■ WHAT THE EXERCISE ASKS ■
Return every record exactly. Omit nothing.

■ SUPPLIED MATERIAL ■
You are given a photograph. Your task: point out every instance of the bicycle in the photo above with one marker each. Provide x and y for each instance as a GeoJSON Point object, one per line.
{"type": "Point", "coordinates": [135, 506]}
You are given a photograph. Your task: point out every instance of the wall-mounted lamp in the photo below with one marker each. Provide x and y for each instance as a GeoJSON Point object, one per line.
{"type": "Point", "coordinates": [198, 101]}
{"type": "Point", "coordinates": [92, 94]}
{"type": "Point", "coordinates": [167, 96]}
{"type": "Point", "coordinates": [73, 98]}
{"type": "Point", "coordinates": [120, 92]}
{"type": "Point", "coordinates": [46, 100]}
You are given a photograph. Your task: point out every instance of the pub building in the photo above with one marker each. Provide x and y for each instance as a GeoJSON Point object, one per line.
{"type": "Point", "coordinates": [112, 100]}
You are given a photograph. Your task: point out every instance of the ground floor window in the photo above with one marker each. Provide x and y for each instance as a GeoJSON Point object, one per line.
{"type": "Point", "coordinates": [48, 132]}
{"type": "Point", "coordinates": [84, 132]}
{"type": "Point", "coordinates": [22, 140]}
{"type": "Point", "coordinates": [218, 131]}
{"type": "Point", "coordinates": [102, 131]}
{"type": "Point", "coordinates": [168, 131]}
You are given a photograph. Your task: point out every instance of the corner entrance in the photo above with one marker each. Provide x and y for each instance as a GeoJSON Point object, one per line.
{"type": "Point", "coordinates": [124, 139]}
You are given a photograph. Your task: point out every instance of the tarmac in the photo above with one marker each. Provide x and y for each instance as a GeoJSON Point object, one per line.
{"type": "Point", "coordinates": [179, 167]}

■ OUTPUT FOR THIS EXERCISE ■
You are given a photograph. Your task: point out every instance of the bicycle in the photo above with one marker each. Provide x and y for each instance as a GeoJSON Point object, one per line.
{"type": "Point", "coordinates": [135, 506]}
You are given a photograph. Your task: point out every instance of the wall-mounted lamp in the photo below with one marker each. Provide x and y for each instance as a GeoJSON Point object, one per line.
{"type": "Point", "coordinates": [198, 101]}
{"type": "Point", "coordinates": [92, 94]}
{"type": "Point", "coordinates": [167, 96]}
{"type": "Point", "coordinates": [73, 98]}
{"type": "Point", "coordinates": [120, 92]}
{"type": "Point", "coordinates": [46, 100]}
You are given a photograph. Your task: point out every instance of the pub building in the photo above with one marker each. Provide x and y for each instance as a GeoJSON Point object, one per line.
{"type": "Point", "coordinates": [112, 100]}
You are given a photograph. Your task: point out every instance of the ground floor window in the photo above with one marker each. Provide x and y for each instance as a GeoJSON Point object, one per line.
{"type": "Point", "coordinates": [48, 132]}
{"type": "Point", "coordinates": [84, 132]}
{"type": "Point", "coordinates": [22, 140]}
{"type": "Point", "coordinates": [218, 131]}
{"type": "Point", "coordinates": [102, 131]}
{"type": "Point", "coordinates": [168, 131]}
You are given a photograph. Your task: point out every instance of the corner entrance in the photo above with one marker each. Provide x and y for each instance as a GeoJSON Point object, one per line.
{"type": "Point", "coordinates": [124, 139]}
You are given a photograph. Your task: point out every instance of the tarmac in the photo above with one marker each. Provide x and y for each instance as a GeoJSON Point object, one per line.
{"type": "Point", "coordinates": [179, 167]}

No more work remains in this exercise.